WORK TO BE COMPLETED:
Reproduce all the lines below, requests included, and shift every point coordinate in the answers by -131, leaving the numbers in the requests and their sample responses unchanged.

## Start DATA FOR THE TASK

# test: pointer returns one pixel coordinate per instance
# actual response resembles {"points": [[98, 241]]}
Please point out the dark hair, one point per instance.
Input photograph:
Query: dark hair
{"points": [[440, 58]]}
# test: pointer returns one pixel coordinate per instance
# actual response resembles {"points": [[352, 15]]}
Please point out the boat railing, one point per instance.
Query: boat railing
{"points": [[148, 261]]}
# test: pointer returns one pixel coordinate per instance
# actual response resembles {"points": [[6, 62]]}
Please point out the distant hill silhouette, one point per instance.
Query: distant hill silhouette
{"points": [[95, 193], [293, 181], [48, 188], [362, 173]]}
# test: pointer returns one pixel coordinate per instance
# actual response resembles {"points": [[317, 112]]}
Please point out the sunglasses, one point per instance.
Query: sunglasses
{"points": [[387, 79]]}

## End DATA FOR THE TASK

FINAL RESULT:
# test: pointer returns one pixel coordinate per instance
# actual response resembles {"points": [[98, 241]]}
Please point out the dark hair, one point per instance.
Input photograph:
Query: dark hair
{"points": [[309, -73]]}
# test: pointer returns one pixel coordinate per instance
# actual response resembles {"points": [[352, 15]]}
Please point out the boat railing, one point per instance.
Query: boat railing
{"points": [[17, 130]]}
# test: pointer returns one pixel coordinate per instance
# actual response resembles {"points": [[6, 62]]}
Please point out the distant hill silhouette, one point per instance.
Query: distant hill silhouette
{"points": [[-36, 62], [162, 50], [-83, 57], [231, 42]]}
# test: pointer returns one pixel coordinate per instance
# actual response resembles {"points": [[317, 112]]}
Please point out the sunglasses, one point per instance.
Query: sunglasses
{"points": [[256, -52]]}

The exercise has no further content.